** Begin PROVIDED INFORMATION **
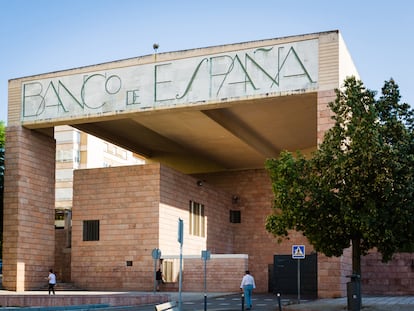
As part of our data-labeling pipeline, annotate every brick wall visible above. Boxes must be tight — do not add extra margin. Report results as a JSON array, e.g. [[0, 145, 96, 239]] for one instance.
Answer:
[[72, 164, 238, 290], [192, 169, 312, 292], [71, 164, 160, 290], [361, 252, 414, 296], [3, 126, 55, 291]]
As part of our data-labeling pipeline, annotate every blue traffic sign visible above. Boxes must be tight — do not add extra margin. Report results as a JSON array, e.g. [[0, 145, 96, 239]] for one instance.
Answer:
[[292, 245, 305, 259]]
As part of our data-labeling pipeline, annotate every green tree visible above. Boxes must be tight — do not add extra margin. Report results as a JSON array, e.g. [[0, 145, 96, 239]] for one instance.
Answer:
[[266, 78, 414, 275], [0, 121, 6, 258]]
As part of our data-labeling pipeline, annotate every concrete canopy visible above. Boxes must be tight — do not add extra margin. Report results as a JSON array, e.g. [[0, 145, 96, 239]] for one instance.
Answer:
[[75, 93, 316, 173], [9, 31, 357, 173]]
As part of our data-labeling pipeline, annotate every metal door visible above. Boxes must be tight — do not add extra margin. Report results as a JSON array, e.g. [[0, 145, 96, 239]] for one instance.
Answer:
[[269, 254, 318, 298]]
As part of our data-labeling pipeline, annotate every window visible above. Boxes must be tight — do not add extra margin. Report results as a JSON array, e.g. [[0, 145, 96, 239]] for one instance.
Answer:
[[190, 201, 205, 237], [230, 211, 241, 224], [83, 220, 99, 241]]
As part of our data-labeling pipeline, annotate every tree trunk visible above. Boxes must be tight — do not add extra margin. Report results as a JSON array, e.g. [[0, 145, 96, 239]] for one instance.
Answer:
[[347, 238, 362, 311], [352, 238, 361, 275]]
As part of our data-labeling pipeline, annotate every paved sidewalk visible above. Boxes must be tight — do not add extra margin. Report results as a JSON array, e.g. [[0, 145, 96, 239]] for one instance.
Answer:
[[0, 291, 414, 311]]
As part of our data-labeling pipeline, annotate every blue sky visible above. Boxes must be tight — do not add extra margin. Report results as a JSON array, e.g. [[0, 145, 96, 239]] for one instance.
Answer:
[[0, 0, 414, 121]]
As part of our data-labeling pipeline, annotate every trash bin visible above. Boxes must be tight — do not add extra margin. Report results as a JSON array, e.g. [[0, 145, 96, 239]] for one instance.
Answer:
[[346, 274, 361, 311]]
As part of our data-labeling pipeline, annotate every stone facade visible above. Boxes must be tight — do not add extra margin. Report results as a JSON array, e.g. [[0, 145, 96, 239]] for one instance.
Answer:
[[3, 126, 55, 291], [361, 252, 414, 296]]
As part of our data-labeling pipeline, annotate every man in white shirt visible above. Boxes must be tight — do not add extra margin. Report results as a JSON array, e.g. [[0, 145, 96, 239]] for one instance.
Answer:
[[240, 270, 256, 310], [47, 269, 56, 295]]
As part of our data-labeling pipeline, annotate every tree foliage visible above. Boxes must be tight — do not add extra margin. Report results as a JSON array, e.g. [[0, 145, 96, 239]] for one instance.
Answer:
[[0, 121, 6, 256], [266, 78, 414, 273]]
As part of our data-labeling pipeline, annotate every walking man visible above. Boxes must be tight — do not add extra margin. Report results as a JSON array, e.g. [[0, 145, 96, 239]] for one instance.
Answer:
[[240, 270, 256, 310]]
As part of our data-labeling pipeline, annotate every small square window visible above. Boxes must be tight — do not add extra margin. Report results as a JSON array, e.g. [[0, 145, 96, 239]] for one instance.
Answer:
[[83, 220, 99, 241], [230, 211, 241, 224]]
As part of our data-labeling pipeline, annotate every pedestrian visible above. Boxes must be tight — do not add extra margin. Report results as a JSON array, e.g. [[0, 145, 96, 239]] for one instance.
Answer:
[[47, 269, 56, 295], [240, 270, 256, 310], [155, 268, 164, 292]]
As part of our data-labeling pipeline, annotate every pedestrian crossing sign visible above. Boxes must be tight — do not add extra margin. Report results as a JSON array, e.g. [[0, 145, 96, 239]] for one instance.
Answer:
[[292, 245, 305, 259]]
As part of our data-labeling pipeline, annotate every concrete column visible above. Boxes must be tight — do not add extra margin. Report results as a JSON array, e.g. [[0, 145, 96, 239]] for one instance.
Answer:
[[317, 90, 336, 146], [3, 126, 56, 291]]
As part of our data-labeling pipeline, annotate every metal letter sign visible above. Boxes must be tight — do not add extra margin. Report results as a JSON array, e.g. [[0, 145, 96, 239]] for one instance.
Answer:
[[292, 245, 305, 259]]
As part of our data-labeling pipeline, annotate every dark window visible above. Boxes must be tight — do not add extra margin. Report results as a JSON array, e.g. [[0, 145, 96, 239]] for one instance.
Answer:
[[190, 201, 205, 237], [230, 211, 241, 224], [83, 220, 99, 241]]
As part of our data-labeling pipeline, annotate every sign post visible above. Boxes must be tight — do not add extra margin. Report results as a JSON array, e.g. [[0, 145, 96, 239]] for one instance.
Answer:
[[177, 218, 184, 311], [201, 250, 211, 311], [292, 245, 305, 304], [151, 248, 161, 293]]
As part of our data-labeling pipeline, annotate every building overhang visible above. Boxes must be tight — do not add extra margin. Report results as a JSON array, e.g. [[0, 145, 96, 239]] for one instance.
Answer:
[[9, 31, 353, 173]]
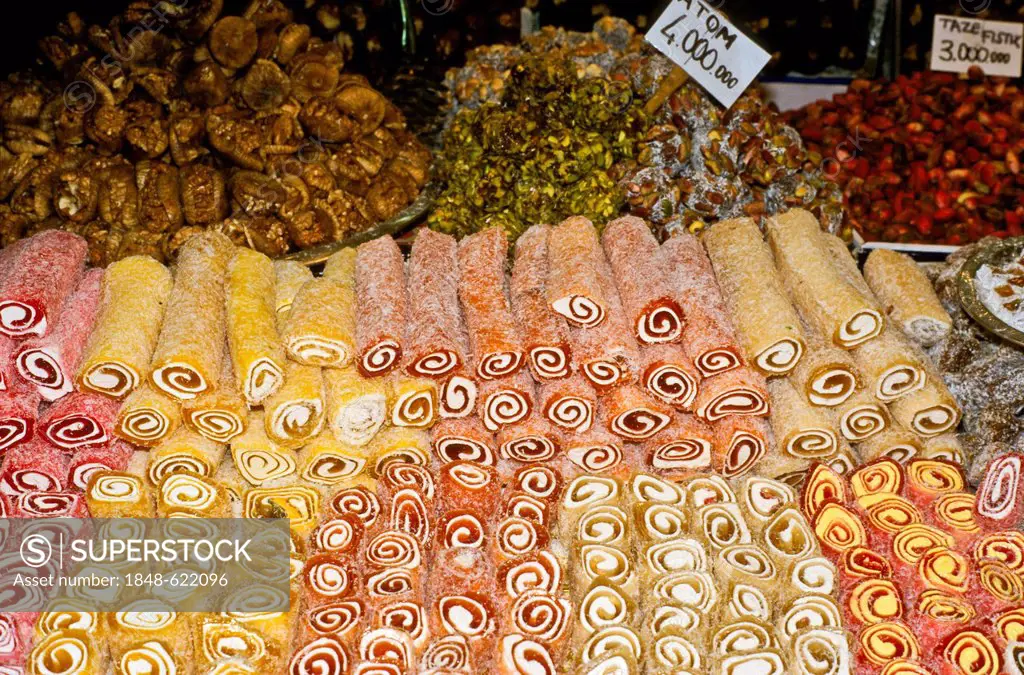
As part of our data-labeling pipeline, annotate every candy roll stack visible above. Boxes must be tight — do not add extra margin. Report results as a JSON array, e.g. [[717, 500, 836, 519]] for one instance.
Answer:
[[509, 225, 573, 382], [14, 269, 103, 400], [559, 474, 640, 668], [0, 229, 88, 339], [490, 465, 573, 672], [76, 256, 174, 398]]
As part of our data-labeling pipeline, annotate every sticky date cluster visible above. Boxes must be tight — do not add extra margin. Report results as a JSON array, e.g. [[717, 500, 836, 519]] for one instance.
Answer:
[[0, 0, 430, 264]]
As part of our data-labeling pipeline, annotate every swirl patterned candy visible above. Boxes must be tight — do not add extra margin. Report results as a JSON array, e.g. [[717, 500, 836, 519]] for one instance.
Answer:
[[975, 453, 1024, 529], [509, 225, 572, 381], [498, 411, 561, 464], [640, 344, 700, 411], [498, 634, 558, 675], [404, 228, 467, 378], [328, 486, 381, 528], [459, 227, 524, 380], [288, 635, 349, 675], [431, 416, 496, 466], [355, 236, 409, 377], [437, 370, 479, 419], [539, 374, 597, 433]]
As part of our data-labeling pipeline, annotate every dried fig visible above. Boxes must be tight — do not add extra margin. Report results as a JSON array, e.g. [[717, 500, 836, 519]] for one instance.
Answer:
[[138, 162, 184, 233], [210, 16, 259, 69], [288, 52, 338, 102], [180, 164, 229, 227], [99, 166, 138, 229], [299, 96, 358, 143], [242, 58, 292, 111], [184, 61, 230, 108], [276, 24, 310, 66], [228, 171, 287, 216], [334, 85, 387, 135], [85, 106, 128, 153], [53, 169, 99, 223]]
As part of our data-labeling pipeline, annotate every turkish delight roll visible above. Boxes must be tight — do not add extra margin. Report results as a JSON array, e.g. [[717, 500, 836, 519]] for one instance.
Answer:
[[226, 248, 285, 406], [231, 411, 298, 486], [836, 388, 890, 442], [498, 410, 561, 463], [0, 229, 89, 338], [273, 260, 313, 327], [857, 424, 923, 462], [85, 471, 156, 518], [459, 227, 523, 380], [65, 440, 134, 490], [298, 430, 370, 486], [0, 378, 41, 452], [975, 453, 1024, 531], [146, 427, 225, 486], [864, 249, 952, 347], [712, 413, 774, 478], [853, 329, 928, 403], [324, 366, 387, 446], [0, 436, 68, 495], [768, 209, 885, 349], [38, 392, 120, 452], [114, 382, 181, 448], [388, 373, 437, 429], [570, 249, 640, 391], [150, 230, 234, 400], [640, 344, 700, 410], [601, 216, 684, 344], [355, 237, 409, 377], [0, 334, 13, 393], [477, 371, 536, 431], [406, 228, 467, 378], [547, 216, 608, 328], [702, 218, 805, 377], [510, 225, 572, 381], [694, 367, 769, 422], [181, 349, 249, 442], [792, 326, 860, 408], [263, 362, 327, 449], [539, 374, 597, 433], [889, 375, 961, 438], [437, 368, 478, 419], [78, 256, 174, 398], [14, 269, 103, 400], [601, 384, 672, 441], [281, 249, 355, 368], [768, 378, 839, 459], [659, 234, 743, 377], [643, 413, 715, 472], [430, 415, 496, 466]]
** End PROVIDED INFORMATION **
> [SET EXERCISE] Pull out each line of the material that contains the string "roll". Case counts.

> [ANSWER]
As part of our data-labeling pipeline, annotate every candy roll stack visible above. Boxes must be tight — do not add extra margin. Report results as a JSON array, e.g. [[717, 500, 836, 519]] for one instance.
As part of our data-labeling pipeline, annotate every turkish delight roll visible above. Boxes must be tight — do not add extra margin. Report results as a JSON array, e.g. [[717, 500, 836, 519]] for one instance.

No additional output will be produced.